• **TASK DESCRIPTION**
Change every "even-odd" in the data below to "nonzero", keeping all other text the same.

• **DATASET RECORDS**
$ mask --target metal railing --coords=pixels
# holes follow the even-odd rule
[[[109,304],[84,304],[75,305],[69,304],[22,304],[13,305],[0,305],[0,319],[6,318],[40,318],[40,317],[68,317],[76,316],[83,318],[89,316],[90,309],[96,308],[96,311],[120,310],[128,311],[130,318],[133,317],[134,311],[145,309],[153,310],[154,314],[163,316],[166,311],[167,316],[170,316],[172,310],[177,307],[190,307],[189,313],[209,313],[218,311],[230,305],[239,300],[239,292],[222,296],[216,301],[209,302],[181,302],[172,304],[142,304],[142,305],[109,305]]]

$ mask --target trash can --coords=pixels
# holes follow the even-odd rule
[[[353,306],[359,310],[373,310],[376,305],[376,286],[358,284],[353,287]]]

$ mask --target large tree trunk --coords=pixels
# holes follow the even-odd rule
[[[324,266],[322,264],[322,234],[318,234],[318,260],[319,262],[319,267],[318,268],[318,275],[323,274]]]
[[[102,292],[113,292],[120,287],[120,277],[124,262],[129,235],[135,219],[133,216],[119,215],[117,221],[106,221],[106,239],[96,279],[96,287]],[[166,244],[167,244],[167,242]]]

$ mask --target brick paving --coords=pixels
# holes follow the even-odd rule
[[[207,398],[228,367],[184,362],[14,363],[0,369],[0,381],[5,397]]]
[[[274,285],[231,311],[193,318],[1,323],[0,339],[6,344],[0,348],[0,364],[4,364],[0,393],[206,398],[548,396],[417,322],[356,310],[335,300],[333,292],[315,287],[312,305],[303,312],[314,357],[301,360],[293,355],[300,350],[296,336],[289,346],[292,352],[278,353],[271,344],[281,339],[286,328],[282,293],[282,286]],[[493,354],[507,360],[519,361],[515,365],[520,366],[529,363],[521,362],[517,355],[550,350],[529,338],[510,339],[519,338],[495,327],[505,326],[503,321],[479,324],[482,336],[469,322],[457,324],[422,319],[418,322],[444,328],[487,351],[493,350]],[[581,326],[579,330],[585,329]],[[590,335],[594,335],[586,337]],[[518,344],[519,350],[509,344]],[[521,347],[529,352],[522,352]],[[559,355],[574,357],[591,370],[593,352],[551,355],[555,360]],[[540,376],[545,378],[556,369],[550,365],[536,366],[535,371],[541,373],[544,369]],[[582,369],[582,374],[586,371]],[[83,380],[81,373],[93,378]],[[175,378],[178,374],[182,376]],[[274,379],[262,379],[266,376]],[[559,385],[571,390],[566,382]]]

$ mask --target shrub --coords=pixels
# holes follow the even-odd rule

• **TASK RESPONSE**
$ mask --target metal railing --coords=pixels
# holes follow the nonzero rule
[[[109,304],[84,304],[75,305],[69,304],[22,304],[13,305],[0,305],[0,319],[6,318],[40,318],[40,317],[68,317],[76,316],[83,318],[89,316],[90,309],[96,308],[96,311],[120,310],[128,311],[130,318],[133,317],[134,311],[145,309],[153,310],[154,314],[163,316],[166,311],[167,316],[170,316],[172,310],[177,307],[190,307],[189,313],[209,313],[218,311],[230,305],[239,300],[239,292],[222,296],[216,301],[209,302],[181,302],[172,304],[142,304],[142,305],[109,305]]]

$ mask --target trash can --coords=pixels
# holes follow the nonzero rule
[[[353,306],[359,310],[373,310],[376,305],[376,286],[358,284],[353,287]]]

$ mask --target large tree trunk --coords=pixels
# holes follow the nonzero rule
[[[324,266],[322,264],[322,234],[318,234],[318,260],[319,262],[319,267],[318,268],[318,275],[323,274]]]
[[[102,292],[113,292],[120,287],[120,277],[124,262],[129,235],[135,219],[133,216],[119,215],[117,221],[106,221],[106,239],[96,279],[96,287]],[[166,244],[167,244],[167,242]]]

$ mask --target brick paving --coords=pixels
# holes follow the nonzero rule
[[[207,398],[228,367],[184,362],[14,363],[0,369],[0,381],[5,397]]]
[[[274,285],[231,311],[193,318],[1,323],[0,339],[6,344],[0,348],[0,364],[4,364],[0,393],[206,398],[548,396],[417,322],[356,310],[335,300],[333,292],[315,287],[312,305],[303,312],[314,357],[301,360],[293,355],[300,350],[296,336],[289,346],[292,352],[278,353],[271,344],[281,339],[286,328],[282,293],[282,286]],[[493,354],[507,360],[519,361],[515,365],[520,366],[529,363],[521,362],[517,355],[550,350],[529,338],[510,339],[519,338],[495,327],[505,326],[503,321],[479,324],[482,336],[469,322],[457,324],[422,319],[418,322],[444,328],[487,351],[493,350]],[[581,326],[579,330],[585,329]],[[590,335],[594,335],[586,337]],[[518,344],[519,350],[509,344]],[[521,347],[529,352],[522,352]],[[559,355],[574,357],[591,370],[593,352],[551,355],[555,360]],[[540,376],[545,378],[556,369],[550,365],[536,366],[535,371],[541,373],[544,369]],[[582,369],[582,374],[586,371]],[[83,380],[81,373],[93,378]],[[175,378],[178,374],[182,376]],[[274,379],[262,379],[266,376]],[[559,385],[571,390],[566,382]]]

$ mask --target shrub --coords=pixels
# holes follow the nonzero rule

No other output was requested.